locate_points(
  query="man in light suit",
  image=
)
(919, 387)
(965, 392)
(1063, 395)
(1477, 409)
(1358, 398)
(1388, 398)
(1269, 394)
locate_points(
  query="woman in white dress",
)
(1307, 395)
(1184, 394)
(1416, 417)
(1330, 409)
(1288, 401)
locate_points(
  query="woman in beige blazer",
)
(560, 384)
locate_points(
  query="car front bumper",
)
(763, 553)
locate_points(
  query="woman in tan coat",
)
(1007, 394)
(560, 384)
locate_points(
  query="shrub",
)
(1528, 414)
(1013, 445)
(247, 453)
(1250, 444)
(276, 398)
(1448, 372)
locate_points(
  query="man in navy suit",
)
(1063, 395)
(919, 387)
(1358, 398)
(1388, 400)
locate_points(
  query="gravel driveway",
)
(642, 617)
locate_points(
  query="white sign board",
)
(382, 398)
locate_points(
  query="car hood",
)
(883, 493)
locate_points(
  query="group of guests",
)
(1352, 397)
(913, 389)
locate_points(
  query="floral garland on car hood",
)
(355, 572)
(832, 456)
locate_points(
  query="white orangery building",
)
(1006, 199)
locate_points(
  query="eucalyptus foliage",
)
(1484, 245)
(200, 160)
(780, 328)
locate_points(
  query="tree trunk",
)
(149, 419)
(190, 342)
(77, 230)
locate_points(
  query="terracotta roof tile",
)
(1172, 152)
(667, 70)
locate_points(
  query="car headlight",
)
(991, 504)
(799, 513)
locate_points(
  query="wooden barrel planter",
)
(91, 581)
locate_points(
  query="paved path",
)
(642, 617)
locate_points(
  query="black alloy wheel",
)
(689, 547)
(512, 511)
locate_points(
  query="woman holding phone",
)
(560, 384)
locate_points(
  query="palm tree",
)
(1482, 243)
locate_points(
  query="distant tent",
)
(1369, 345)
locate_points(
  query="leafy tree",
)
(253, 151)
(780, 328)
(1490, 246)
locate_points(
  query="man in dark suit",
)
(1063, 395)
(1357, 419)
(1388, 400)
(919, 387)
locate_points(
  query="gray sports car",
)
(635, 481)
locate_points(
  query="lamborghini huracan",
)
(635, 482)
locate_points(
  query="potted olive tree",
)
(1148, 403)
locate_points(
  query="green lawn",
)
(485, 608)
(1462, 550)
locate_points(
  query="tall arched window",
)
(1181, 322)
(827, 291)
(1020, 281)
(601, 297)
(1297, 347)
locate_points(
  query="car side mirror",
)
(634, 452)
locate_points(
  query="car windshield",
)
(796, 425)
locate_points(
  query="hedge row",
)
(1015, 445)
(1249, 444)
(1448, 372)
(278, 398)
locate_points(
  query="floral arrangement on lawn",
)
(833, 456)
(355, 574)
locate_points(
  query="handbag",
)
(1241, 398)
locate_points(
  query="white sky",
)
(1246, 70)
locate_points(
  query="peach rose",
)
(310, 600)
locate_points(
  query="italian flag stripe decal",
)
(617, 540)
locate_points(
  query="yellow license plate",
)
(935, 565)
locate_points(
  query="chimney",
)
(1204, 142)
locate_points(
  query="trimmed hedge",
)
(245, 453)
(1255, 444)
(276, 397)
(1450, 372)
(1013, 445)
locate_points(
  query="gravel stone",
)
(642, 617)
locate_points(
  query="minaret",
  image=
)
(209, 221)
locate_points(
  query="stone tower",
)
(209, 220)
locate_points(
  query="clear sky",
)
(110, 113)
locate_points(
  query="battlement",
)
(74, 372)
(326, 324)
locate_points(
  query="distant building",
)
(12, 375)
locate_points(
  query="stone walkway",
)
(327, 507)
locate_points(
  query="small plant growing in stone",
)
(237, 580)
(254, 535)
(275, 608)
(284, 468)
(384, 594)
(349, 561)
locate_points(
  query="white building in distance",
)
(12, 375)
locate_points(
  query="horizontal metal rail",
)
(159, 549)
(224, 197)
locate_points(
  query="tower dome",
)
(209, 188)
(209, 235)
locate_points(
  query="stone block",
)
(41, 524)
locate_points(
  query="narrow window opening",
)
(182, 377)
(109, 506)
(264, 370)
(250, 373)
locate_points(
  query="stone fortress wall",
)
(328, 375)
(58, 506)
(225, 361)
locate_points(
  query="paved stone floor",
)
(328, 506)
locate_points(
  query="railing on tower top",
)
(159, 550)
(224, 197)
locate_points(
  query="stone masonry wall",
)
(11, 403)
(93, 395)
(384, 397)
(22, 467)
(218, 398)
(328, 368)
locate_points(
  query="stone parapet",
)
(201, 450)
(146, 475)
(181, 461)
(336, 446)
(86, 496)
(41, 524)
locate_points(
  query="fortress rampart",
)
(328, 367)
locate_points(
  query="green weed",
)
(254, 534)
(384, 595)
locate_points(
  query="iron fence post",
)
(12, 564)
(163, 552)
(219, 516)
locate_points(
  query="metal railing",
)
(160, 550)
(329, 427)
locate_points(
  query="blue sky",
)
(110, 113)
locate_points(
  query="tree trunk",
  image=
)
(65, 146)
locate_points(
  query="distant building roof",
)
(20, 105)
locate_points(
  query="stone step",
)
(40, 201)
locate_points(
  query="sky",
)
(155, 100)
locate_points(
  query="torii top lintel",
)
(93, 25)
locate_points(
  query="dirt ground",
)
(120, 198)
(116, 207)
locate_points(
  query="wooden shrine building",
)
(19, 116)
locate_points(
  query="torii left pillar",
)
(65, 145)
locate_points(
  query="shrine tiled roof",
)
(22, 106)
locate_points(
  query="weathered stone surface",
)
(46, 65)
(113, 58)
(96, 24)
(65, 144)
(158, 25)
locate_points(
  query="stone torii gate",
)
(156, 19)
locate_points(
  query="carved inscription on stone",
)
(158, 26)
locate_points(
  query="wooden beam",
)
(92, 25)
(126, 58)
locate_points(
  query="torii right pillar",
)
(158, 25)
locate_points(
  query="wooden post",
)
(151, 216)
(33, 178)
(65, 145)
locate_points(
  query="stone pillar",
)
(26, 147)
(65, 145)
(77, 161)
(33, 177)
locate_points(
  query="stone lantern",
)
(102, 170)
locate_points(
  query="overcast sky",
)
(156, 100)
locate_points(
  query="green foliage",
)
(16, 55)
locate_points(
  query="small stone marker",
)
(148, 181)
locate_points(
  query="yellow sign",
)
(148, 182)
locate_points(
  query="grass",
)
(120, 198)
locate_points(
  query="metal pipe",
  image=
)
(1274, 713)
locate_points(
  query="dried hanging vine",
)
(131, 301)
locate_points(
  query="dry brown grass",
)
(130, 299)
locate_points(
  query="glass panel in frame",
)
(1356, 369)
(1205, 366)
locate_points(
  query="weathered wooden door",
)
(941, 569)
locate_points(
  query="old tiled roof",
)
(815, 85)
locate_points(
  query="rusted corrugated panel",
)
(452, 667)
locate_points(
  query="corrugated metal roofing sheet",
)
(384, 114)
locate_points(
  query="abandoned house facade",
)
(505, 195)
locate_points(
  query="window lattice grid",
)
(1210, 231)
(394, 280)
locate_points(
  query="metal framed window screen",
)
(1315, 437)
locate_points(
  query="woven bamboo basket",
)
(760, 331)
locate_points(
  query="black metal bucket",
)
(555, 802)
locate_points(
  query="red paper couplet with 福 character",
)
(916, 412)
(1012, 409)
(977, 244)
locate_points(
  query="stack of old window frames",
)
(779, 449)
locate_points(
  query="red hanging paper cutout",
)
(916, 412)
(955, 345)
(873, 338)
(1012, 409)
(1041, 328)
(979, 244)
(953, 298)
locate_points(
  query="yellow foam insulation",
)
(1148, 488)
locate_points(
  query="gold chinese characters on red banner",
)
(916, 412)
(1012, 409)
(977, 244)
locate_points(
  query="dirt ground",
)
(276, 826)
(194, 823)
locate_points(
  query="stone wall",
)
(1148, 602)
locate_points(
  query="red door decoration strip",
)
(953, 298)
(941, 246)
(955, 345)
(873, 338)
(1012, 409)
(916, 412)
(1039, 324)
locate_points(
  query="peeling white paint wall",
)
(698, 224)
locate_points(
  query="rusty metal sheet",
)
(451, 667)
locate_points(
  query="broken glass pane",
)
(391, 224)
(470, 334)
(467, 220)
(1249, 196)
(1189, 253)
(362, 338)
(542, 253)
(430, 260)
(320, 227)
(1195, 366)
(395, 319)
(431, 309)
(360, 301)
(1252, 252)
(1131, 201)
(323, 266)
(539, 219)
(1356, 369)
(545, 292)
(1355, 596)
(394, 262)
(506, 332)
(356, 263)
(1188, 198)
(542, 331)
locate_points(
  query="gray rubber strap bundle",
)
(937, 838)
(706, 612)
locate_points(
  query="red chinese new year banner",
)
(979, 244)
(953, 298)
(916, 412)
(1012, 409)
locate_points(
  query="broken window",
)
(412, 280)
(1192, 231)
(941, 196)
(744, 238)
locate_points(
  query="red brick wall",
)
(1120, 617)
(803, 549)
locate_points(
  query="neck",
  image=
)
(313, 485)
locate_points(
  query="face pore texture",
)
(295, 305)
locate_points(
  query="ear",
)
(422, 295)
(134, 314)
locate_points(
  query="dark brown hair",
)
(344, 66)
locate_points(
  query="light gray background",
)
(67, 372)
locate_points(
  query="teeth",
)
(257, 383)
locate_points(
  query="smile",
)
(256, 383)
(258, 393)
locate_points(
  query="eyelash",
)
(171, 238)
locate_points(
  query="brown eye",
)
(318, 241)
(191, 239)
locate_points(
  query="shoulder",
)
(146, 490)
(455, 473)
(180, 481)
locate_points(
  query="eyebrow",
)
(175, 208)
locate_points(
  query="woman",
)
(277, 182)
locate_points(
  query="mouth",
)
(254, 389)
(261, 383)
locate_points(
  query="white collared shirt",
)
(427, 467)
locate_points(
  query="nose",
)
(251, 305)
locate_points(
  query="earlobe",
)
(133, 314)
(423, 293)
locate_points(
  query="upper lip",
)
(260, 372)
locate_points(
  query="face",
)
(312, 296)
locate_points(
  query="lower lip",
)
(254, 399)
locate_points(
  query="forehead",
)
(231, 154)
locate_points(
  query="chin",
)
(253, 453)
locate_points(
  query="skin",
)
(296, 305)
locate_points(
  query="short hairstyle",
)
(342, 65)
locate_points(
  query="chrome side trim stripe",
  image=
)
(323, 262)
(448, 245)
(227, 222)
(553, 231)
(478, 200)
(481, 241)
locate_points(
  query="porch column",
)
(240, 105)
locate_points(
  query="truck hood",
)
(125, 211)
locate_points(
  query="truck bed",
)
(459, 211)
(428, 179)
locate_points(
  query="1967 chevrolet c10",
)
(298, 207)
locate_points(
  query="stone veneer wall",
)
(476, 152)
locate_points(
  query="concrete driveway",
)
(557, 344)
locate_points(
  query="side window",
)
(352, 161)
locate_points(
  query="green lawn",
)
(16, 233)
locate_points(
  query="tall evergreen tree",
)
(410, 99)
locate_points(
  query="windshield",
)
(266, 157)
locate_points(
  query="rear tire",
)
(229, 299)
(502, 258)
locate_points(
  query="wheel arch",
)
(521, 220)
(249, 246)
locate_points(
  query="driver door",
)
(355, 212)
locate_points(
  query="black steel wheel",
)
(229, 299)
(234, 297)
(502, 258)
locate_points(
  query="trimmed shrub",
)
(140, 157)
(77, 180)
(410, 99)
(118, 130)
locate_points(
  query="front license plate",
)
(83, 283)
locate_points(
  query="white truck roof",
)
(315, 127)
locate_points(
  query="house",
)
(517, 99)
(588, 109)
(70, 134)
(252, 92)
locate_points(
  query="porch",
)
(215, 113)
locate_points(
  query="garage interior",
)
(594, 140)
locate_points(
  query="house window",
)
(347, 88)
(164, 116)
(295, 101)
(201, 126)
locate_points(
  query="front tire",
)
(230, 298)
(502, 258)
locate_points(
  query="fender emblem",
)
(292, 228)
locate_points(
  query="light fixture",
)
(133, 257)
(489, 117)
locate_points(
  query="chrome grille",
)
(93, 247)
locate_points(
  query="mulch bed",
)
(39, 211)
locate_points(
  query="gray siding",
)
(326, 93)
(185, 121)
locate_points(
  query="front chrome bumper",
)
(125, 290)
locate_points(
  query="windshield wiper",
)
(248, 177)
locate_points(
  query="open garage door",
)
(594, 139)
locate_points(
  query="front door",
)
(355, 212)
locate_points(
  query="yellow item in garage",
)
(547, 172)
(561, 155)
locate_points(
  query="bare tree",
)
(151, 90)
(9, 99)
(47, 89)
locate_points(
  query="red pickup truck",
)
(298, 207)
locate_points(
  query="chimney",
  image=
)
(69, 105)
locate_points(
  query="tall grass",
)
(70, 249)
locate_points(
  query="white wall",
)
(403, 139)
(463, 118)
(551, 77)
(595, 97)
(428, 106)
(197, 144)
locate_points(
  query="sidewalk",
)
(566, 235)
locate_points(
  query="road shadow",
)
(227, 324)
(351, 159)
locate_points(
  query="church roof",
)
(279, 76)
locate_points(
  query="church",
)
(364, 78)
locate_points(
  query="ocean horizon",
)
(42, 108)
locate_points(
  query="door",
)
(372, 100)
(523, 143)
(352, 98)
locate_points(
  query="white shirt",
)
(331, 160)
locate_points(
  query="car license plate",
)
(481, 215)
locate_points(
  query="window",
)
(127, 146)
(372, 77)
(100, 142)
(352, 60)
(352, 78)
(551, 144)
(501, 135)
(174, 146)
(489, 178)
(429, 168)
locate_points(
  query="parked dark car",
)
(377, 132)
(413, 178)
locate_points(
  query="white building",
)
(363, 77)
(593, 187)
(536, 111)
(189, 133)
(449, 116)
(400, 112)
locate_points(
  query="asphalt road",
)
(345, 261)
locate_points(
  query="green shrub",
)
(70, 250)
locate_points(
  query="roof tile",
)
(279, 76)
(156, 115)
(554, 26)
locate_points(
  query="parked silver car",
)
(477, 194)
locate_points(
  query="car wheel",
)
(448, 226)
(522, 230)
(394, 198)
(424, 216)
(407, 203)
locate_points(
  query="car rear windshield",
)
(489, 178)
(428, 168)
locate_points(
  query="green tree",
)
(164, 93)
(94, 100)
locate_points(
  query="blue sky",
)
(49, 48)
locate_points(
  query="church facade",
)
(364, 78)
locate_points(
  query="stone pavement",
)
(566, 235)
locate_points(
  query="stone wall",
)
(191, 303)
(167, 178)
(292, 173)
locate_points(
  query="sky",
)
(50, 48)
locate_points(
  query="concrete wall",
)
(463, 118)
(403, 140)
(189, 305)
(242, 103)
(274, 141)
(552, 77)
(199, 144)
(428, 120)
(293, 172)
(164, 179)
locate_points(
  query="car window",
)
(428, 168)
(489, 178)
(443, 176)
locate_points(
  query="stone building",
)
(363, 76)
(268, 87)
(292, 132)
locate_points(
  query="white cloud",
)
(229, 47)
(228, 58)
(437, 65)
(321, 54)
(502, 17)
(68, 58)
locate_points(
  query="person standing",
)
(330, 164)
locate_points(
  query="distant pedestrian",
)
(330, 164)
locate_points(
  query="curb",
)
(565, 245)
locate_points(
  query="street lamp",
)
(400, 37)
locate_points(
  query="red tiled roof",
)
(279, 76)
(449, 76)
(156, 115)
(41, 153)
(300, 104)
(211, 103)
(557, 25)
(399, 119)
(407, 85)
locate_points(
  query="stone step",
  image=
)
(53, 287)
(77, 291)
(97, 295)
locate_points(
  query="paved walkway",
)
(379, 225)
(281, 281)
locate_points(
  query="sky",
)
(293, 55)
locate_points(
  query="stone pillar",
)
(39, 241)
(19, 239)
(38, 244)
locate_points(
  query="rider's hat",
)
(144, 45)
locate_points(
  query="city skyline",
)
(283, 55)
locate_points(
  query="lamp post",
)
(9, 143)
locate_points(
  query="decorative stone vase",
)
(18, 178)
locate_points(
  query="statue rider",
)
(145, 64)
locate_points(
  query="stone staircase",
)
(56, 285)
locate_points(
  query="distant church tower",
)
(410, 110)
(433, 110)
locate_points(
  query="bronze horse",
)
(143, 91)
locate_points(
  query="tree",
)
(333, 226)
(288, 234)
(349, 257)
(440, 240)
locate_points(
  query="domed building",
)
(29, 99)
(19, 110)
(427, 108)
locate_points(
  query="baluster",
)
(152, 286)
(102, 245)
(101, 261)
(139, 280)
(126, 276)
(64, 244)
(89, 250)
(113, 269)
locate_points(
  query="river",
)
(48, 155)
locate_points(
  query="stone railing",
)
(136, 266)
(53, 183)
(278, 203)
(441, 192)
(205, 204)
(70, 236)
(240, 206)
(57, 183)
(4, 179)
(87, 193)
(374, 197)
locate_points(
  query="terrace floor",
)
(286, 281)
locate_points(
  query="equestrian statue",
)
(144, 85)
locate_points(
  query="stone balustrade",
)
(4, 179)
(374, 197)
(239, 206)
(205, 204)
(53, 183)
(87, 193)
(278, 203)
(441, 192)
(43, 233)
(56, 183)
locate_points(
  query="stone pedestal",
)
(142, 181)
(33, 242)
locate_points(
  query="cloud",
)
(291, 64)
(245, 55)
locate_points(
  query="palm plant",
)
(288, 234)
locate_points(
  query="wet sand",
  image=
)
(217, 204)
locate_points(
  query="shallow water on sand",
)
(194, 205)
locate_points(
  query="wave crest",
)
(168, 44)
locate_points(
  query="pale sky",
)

**Directions:** How many lines in the listing above contain the string "fortress" with matching case? Reply with only the number.

**Exercise output:** 2